FRAGMENTO DEL TEXTO:
▬▬▬

Hay que empujarlos hasta el limite de la humillación, hasta ese lugar donde el dolor mudo al fin se transforma en un grito. Hay que llevarlos a ese lugar donde no puedan escapar de sí mismos. Hay que traerlos de regreso de la crueldad hacia el dolor. Hay que forzarlos a sentir empatía, hay que manipular al manipulador, usar al que usa, hacerlos probar su propia medicina. Hay que exasperarlos para que al fin empiecen a gritar. 
Hay que hacerlos gritar, enojarse, hartarse de su propio hartazgo. Transformar el dolor en un grito de liberación. Tienen que gritar bien fuerte, tan fuerte como para callar esa voz interna que los tortura, que los injuria, esa voz interior que los odia. Hay que empujarlos hasta su propio limite. Hasta que puedan dar ese grito que le pone fin al abuso. Tienen que poder gritar, hasta acá llegaste. Hay que quebrarlos, que romperlos. Sacudirlos para que puedan liberarse de esa realidad. Hay que llenarlos de esa angustia que es aliada, esa angustia que se transforma en ayuda, en grito de socorro. Hay que hacerlos gritar para traerlos de regreso de la insensibilidad.

▬▬▬

CONJUNTO DE REGISTROS:
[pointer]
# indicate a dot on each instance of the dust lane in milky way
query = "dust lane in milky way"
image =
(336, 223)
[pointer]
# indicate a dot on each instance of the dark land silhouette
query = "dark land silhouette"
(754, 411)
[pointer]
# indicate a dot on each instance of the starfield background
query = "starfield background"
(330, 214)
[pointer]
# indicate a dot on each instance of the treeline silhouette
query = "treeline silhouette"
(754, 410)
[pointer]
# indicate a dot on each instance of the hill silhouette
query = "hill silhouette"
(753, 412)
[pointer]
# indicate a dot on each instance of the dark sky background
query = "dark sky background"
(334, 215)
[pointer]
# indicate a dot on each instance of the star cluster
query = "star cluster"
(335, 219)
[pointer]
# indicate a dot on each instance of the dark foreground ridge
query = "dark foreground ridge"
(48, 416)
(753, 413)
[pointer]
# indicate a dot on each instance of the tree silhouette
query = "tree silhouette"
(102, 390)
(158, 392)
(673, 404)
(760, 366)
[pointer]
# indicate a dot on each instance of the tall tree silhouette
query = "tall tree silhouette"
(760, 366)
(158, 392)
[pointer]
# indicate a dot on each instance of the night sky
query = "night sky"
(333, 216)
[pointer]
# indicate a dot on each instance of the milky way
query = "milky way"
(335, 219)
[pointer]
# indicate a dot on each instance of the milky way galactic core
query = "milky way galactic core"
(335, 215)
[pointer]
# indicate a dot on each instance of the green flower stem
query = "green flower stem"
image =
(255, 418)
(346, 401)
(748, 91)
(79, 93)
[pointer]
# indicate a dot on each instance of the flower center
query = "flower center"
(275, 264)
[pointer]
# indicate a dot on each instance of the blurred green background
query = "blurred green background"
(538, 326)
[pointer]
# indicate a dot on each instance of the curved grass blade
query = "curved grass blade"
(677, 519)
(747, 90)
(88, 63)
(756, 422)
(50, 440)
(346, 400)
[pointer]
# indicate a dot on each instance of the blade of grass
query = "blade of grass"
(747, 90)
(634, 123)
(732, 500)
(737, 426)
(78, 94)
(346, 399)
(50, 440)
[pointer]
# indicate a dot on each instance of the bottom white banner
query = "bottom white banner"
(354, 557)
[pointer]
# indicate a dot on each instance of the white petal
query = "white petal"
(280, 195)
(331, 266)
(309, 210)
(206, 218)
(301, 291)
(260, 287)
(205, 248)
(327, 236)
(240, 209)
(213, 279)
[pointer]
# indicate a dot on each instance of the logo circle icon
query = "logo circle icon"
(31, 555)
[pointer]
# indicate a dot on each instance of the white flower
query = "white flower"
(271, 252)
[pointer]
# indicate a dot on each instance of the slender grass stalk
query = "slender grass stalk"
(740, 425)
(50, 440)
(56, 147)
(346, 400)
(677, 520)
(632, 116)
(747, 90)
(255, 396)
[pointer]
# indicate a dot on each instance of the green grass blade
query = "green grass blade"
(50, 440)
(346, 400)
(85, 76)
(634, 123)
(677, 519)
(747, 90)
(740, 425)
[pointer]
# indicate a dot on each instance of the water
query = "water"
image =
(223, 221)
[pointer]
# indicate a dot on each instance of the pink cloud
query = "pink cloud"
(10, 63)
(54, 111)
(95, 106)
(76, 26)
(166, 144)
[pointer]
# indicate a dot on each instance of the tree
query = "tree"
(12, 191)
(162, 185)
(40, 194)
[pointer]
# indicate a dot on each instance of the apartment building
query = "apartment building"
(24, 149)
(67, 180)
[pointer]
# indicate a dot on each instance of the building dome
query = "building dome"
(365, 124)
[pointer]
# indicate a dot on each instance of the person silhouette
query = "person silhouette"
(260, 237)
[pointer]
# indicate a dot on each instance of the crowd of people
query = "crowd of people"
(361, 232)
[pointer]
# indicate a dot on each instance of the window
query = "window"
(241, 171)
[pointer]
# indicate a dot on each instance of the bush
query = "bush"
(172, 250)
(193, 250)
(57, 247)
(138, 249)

▬▬▬

TAREA:
Transcribe sin cambios, del texto sobre el grito de liberación, el pasaje que comienza con las palabras "Hay que empujarlos hasta el" y termina con "empiecen a gritar.".

RESPUESTA:
Hay que empujarlos hasta el limite de la humillación, hasta ese lugar donde el dolor mudo al fin se transforma en un grito. Hay que llevarlos a ese lugar donde no puedan escapar de sí mismos. Hay que traerlos de regreso de la crueldad hacia el dolor. Hay que forzarlos a sentir empatía, hay que manipular al manipulador, usar al que usa, hacerlos probar su propia medicina. Hay que exasperarlos para que al fin empiecen a gritar.